**** RECORD EXCERPTS ****
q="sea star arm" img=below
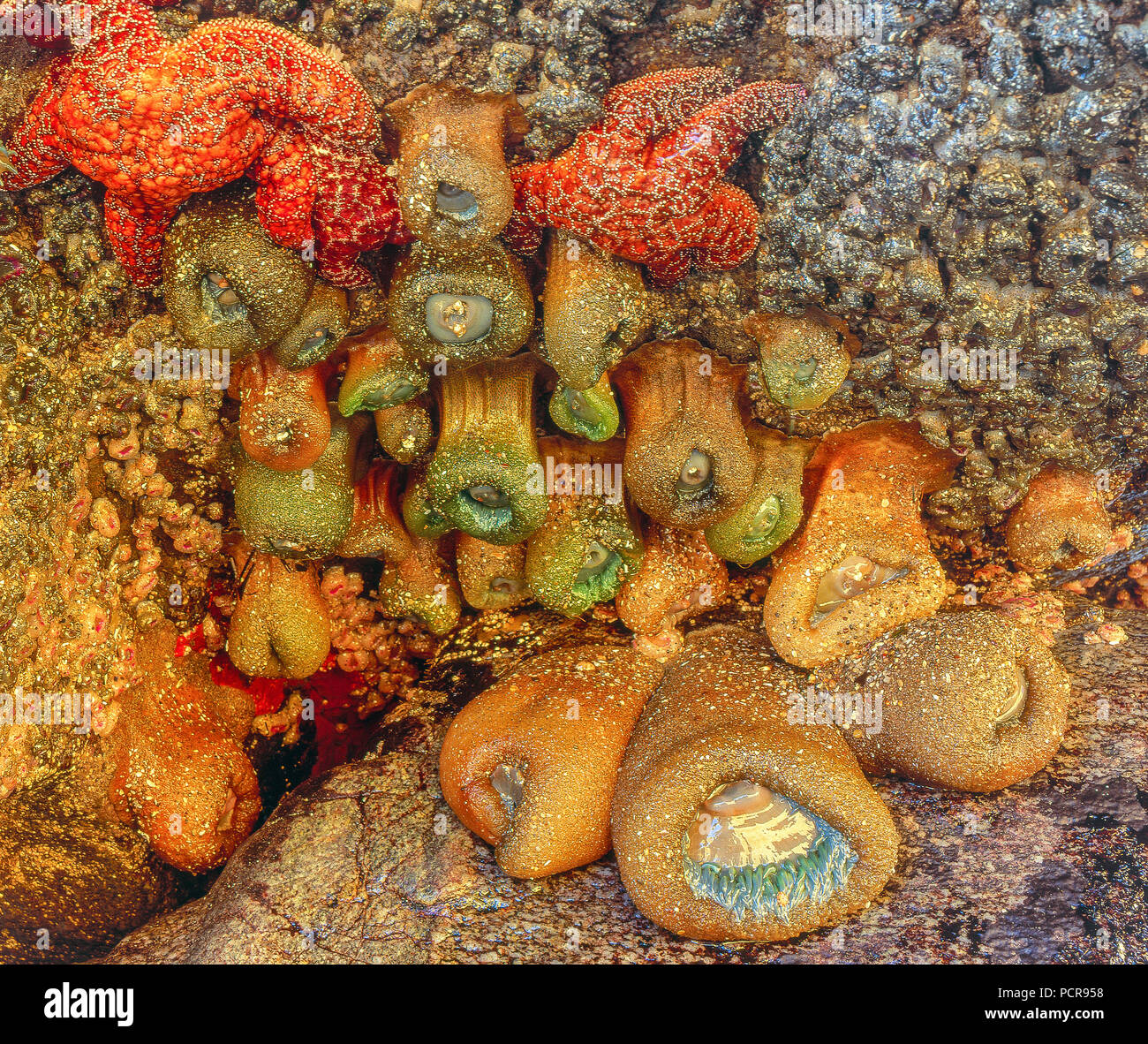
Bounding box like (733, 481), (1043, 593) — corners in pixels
(0, 87), (68, 192)
(603, 68), (732, 138)
(185, 19), (379, 145)
(502, 162), (552, 253)
(103, 192), (176, 286)
(655, 80), (804, 183)
(695, 184), (760, 272)
(248, 119), (316, 250)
****
** WRITTEN INSTRUCTION **
Write out all of the rows above again, with the requests included but the pictures left out. In the answers, offset every bounding-box coordinate by adding -81. Leave the numbers in the requests and in their format sample unchanged.

** COMPLETE ANSWER **
q="sea star arm" img=below
Bounding box like (733, 481), (1043, 593) — corners in pixels
(-81, 6), (-13, 111)
(522, -13), (651, 57)
(104, -62), (298, 64)
(421, 81), (471, 172)
(22, 111), (95, 205)
(574, -1), (723, 102)
(614, 103), (679, 191)
(167, 38), (235, 169)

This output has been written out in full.